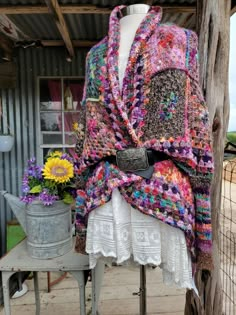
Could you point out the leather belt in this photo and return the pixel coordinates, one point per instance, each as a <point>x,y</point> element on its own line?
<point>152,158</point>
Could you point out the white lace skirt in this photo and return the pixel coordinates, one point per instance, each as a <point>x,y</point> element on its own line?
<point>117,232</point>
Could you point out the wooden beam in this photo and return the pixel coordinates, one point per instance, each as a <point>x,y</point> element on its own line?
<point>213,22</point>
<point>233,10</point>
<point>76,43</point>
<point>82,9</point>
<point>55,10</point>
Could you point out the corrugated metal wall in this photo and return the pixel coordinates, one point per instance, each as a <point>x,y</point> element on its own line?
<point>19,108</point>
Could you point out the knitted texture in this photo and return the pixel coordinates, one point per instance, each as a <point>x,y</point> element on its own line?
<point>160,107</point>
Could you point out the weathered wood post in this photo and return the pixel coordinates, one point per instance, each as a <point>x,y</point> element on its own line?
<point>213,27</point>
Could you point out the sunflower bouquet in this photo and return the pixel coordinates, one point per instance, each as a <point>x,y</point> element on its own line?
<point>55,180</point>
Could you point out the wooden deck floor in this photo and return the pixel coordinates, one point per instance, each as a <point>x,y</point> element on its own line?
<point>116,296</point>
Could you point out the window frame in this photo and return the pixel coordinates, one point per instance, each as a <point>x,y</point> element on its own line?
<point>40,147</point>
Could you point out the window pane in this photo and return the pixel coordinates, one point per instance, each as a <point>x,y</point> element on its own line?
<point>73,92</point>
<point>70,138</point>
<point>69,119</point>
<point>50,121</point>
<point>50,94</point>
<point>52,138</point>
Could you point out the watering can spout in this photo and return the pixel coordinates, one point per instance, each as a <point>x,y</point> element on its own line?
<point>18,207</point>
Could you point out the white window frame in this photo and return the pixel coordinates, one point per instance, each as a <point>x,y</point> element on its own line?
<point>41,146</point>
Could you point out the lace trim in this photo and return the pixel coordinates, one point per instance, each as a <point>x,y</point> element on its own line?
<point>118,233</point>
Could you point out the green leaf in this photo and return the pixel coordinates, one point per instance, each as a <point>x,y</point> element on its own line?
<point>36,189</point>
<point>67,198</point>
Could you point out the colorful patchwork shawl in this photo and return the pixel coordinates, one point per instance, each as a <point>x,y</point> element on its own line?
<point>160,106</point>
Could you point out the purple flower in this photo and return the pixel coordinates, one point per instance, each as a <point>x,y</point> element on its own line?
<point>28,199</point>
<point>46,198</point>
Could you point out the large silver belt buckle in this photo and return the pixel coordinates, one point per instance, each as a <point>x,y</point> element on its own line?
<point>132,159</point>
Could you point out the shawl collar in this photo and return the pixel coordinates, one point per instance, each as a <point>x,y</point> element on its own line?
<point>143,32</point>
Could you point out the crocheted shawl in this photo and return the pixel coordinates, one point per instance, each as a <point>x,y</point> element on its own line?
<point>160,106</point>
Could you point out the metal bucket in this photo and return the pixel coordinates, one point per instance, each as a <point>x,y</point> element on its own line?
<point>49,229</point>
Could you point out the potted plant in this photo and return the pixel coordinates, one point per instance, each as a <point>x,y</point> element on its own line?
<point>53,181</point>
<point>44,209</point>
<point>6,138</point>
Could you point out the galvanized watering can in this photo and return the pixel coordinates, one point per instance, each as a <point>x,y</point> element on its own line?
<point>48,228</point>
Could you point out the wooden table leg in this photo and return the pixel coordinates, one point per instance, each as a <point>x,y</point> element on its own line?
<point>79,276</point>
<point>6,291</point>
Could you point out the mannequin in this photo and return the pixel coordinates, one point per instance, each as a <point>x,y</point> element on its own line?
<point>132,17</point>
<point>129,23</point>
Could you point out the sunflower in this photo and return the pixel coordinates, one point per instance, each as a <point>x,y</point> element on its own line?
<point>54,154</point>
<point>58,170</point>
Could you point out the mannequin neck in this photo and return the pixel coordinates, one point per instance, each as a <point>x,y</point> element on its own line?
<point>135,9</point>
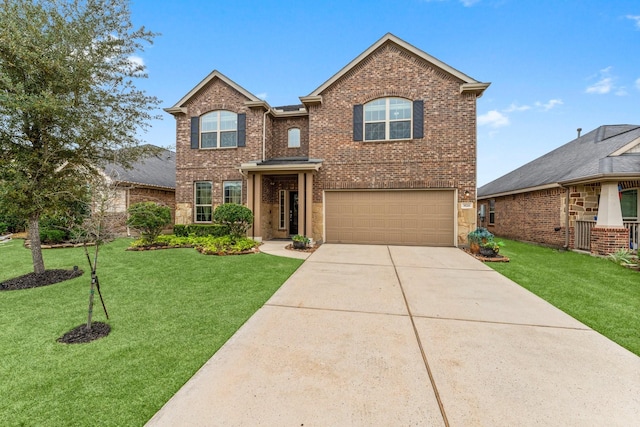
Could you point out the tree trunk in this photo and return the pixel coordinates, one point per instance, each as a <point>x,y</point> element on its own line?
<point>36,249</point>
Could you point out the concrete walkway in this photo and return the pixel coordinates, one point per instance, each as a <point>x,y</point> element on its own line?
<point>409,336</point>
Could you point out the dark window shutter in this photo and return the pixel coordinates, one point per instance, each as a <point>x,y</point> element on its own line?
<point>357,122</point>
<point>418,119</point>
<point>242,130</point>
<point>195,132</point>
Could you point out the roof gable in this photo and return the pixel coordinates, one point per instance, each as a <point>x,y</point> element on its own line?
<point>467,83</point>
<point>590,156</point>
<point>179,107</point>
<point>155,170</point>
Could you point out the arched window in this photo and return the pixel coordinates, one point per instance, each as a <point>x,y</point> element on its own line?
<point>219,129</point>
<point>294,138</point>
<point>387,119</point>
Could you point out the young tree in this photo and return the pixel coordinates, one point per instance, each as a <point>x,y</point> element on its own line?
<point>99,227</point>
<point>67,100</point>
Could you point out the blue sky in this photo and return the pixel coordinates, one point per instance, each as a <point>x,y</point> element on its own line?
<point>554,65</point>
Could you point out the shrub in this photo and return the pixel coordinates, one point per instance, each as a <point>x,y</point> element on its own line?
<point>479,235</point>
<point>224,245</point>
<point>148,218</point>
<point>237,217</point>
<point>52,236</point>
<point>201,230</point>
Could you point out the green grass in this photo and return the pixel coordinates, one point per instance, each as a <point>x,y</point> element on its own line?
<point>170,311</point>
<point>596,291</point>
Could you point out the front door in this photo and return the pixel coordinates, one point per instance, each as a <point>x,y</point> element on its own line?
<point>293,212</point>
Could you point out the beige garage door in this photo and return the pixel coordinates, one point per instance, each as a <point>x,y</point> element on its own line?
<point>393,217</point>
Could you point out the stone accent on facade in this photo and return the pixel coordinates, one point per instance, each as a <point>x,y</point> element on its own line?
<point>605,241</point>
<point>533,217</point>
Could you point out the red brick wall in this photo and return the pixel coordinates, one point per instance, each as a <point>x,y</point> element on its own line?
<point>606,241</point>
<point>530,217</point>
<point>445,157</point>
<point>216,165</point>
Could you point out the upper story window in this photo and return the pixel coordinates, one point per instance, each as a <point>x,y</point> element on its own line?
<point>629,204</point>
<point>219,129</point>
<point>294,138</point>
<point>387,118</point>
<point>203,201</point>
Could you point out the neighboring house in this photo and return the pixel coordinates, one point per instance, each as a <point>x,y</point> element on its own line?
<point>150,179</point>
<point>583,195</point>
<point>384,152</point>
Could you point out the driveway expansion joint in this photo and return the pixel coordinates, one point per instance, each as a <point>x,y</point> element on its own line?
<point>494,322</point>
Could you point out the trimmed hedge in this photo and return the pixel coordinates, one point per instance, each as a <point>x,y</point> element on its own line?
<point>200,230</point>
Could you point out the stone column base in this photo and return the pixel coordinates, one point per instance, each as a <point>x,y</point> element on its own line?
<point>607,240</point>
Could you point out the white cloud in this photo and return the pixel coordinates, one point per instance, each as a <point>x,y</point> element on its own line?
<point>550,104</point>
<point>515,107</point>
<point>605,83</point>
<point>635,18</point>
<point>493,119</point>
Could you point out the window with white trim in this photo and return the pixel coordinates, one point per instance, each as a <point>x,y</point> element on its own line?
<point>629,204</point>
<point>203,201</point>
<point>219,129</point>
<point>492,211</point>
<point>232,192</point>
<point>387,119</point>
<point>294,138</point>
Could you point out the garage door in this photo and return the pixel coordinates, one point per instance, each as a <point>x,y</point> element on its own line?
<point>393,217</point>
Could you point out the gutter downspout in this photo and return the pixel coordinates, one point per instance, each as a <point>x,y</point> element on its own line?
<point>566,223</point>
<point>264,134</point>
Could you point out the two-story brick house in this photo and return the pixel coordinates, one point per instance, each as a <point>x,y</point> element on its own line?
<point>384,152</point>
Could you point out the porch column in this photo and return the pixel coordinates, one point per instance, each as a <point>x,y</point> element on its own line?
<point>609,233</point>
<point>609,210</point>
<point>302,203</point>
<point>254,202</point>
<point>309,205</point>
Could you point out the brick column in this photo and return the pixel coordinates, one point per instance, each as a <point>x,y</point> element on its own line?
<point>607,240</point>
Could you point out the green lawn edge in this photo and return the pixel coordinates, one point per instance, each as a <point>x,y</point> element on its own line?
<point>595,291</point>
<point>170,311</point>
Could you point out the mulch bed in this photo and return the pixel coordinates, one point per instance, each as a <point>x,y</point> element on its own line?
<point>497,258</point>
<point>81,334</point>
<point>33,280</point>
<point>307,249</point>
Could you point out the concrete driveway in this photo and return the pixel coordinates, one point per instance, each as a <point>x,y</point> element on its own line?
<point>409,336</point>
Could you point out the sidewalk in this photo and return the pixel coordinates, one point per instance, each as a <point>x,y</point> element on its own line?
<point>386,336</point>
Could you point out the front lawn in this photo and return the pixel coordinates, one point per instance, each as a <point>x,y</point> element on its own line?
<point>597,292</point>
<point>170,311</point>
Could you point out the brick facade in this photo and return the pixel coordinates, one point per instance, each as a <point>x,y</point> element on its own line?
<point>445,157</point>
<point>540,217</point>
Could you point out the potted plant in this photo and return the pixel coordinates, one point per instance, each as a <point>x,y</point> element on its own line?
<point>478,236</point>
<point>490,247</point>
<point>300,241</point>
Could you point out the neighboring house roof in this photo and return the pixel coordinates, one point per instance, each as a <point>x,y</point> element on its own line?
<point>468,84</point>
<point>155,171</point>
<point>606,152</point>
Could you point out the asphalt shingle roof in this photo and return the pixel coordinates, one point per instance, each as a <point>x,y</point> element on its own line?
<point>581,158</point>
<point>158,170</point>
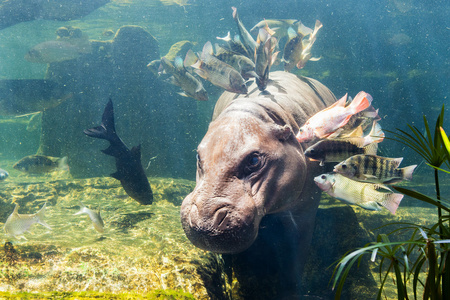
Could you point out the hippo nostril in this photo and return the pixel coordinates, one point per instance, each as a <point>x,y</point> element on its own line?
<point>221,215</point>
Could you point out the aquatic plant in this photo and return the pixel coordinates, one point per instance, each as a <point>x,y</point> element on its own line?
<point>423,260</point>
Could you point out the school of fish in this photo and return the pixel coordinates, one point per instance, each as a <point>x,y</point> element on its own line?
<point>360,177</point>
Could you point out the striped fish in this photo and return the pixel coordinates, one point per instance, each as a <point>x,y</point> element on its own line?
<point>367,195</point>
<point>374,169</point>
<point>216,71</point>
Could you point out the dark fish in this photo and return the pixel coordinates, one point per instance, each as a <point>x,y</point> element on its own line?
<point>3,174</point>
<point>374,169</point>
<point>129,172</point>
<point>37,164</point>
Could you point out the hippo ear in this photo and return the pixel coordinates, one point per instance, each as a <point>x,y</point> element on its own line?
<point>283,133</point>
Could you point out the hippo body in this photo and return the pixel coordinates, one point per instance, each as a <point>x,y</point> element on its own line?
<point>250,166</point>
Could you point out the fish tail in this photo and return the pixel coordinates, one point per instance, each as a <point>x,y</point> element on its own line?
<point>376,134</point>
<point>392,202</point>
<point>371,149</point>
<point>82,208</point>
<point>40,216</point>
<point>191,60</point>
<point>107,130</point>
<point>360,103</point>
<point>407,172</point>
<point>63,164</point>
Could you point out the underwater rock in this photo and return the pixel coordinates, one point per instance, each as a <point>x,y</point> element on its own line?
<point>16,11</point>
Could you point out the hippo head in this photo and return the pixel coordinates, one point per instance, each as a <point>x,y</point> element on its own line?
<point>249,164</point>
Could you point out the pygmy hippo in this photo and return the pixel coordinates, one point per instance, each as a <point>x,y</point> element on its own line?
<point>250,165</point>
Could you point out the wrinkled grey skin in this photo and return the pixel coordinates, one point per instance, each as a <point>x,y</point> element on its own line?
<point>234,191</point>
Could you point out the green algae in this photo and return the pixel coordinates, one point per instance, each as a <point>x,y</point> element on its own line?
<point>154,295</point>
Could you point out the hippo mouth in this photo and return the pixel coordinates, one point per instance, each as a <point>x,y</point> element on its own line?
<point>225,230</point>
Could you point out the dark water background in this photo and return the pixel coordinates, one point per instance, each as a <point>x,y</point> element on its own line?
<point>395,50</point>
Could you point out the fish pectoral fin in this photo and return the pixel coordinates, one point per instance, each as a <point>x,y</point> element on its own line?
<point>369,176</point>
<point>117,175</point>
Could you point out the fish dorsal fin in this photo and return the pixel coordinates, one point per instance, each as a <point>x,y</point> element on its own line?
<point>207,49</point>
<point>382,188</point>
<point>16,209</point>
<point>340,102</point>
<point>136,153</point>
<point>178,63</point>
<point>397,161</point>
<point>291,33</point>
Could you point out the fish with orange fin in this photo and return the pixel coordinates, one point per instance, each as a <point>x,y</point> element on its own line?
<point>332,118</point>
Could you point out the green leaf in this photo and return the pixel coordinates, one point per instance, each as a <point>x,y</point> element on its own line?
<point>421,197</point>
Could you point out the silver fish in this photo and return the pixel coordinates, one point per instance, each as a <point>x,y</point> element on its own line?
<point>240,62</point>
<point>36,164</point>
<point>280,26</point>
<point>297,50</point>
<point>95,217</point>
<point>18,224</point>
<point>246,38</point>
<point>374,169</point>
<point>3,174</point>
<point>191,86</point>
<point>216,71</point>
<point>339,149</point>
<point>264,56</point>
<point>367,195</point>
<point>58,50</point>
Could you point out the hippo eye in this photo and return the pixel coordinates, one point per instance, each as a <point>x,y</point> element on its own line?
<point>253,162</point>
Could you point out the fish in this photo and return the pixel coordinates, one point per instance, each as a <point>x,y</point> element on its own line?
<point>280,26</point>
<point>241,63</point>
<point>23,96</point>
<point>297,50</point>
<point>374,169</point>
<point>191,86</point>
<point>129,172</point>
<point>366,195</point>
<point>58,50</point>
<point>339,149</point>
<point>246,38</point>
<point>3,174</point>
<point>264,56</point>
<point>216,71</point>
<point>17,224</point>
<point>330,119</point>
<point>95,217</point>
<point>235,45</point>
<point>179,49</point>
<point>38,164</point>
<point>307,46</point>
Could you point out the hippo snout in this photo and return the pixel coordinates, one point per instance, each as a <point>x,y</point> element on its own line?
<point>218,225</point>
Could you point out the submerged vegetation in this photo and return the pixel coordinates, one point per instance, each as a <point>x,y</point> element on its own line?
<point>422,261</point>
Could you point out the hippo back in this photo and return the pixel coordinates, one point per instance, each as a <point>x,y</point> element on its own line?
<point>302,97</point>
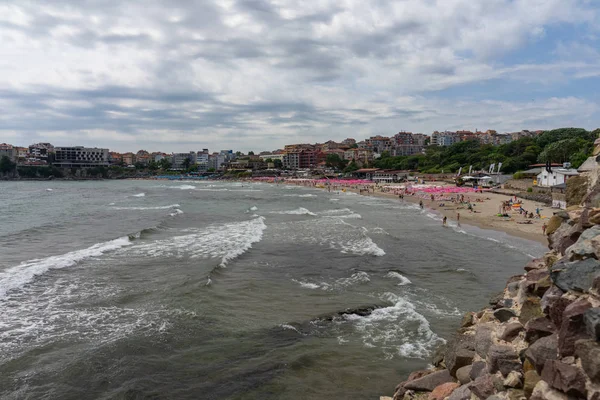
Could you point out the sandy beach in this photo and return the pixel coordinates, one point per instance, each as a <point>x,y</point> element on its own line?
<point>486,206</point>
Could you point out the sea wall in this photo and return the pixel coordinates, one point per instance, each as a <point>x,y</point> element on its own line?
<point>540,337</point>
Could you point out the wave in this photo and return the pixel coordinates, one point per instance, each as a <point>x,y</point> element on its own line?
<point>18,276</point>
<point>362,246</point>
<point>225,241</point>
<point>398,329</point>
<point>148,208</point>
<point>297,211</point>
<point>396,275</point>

:: Exercise ::
The lines beginning with the one that holds "Could you point out the sea" and ending with the last line of the data above are to be reproduced exactly, and nothing else.

:: Reply to the exercise ::
Could you point out the sea wall in this photo and return the pixel coordinates, one point per instance, each as a <point>x,y</point> element on its own line?
<point>540,337</point>
Could you point out the wave in this photo and return the pixel coordinates, one point per instance, each as a <point>x,y</point> element on its own line?
<point>18,276</point>
<point>362,246</point>
<point>225,241</point>
<point>398,329</point>
<point>148,208</point>
<point>297,211</point>
<point>396,275</point>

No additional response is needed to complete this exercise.